▽

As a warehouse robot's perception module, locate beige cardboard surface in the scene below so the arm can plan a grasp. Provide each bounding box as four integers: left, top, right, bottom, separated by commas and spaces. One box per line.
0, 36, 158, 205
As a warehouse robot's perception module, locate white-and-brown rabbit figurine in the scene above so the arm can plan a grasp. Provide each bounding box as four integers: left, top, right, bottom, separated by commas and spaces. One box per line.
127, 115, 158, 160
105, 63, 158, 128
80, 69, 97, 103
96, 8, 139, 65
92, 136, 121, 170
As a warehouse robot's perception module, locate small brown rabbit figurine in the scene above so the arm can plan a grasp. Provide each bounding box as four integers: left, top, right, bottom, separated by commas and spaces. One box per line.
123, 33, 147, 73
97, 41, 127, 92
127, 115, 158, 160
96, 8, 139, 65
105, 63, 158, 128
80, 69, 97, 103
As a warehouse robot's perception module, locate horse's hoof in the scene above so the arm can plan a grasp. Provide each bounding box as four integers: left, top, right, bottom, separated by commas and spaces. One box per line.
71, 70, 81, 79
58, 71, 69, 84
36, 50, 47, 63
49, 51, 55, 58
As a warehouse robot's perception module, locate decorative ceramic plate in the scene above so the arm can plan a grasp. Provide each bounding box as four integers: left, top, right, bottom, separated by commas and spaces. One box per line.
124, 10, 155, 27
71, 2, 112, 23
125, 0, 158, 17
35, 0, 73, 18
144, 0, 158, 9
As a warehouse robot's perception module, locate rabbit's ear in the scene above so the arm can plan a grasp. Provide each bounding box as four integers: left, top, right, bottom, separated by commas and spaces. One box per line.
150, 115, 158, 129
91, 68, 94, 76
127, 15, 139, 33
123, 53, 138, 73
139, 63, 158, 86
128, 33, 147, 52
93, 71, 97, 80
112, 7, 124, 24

△

What to do
Please rewrite every row above, changing "perception module" to "vision system" and leaving everything else the same.

Finished task
As a warehouse robot's vision system, locate beige cardboard surface in the scene below so the arm can plan a grasp. Provide each bounding box as four integers: left, top, right, bottom, separated by commas and spaces. One box per line.
0, 36, 158, 205
As a warehouse robot's vision system, locate white-and-brown rabbit figurine in the scene above so the arm can plan a grasp. Provide each bounding box as four integers: left, top, right, bottom, separated by commas and spaces. One box per line.
127, 115, 158, 160
105, 63, 158, 128
80, 69, 97, 103
96, 8, 139, 65
92, 136, 121, 170
As a warehouse robot's vision system, locate small brown rabbit figurine in the scene above so the arm can plan a grasp. Provide each bounding box as four integers: left, top, right, bottom, separated by commas and spaces. One box per line.
123, 33, 147, 73
97, 41, 127, 92
127, 115, 158, 160
96, 8, 139, 65
105, 63, 158, 128
80, 69, 97, 103
As a warehouse robot's vision system, locate horse's hoof in the scene above so the arm can plan a grasp. Provide each bounding box as four integers: left, top, right, bottom, separated by commas and spaces. One box per line.
71, 70, 81, 79
58, 71, 69, 84
36, 50, 47, 63
49, 51, 55, 58
As a warehouse robot's vision system, locate decorative ceramic plate in the scene above so the arm can plan a grasp. Provide each bounding box as four integers: left, top, right, bottom, separated by commas and spaces. One box per line.
124, 10, 155, 27
71, 2, 112, 23
125, 0, 158, 17
35, 0, 73, 18
144, 0, 158, 9
As a warehouse robot's vision system, locate rabbit's ear in the scene above so the arm can plan a grasp. Provide each bounding box as four integers: left, top, right, bottom, separated by commas and spaces. One box per line.
150, 115, 158, 129
91, 68, 94, 76
127, 15, 139, 33
123, 53, 138, 73
139, 63, 158, 86
128, 33, 147, 52
93, 71, 97, 80
112, 7, 124, 24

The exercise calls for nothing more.